— Start INPUT MATERIAL —

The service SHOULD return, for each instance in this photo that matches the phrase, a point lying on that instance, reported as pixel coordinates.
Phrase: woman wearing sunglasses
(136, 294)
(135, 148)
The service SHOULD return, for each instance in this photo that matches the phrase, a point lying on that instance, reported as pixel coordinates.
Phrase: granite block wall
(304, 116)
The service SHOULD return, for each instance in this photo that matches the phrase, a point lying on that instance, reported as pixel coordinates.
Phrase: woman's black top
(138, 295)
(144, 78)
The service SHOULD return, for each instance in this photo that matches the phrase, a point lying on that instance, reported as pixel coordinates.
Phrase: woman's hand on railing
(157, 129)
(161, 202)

— End INPUT MATERIAL —

__WRITTEN TASK__: Repeat every row above word for word, keeping each line in its original order.

__FULL OUTPUT__:
The service SHOULD return, for each instance in this photo that matches the phrase, a point lying on that instance, reported as pixel coordinates.
Phrase: woman wearing sunglasses
(136, 294)
(135, 148)
The service SHOULD return, for each instance in this photo that matches the phrase, a point lying on that instance, reported as pixel coordinates.
Phrase: granite block wall
(304, 116)
The service SHOULD return, for each instance in this photo that matches the phrase, a point lying on that instance, reported as pixel coordinates.
Phrase: woman's black top
(138, 295)
(144, 78)
The service SHOULD return, for each instance in this photo that matches the phrase, a point lying on that instance, reported as pixel coordinates.
Phrase: woman's hand on railing
(157, 129)
(161, 202)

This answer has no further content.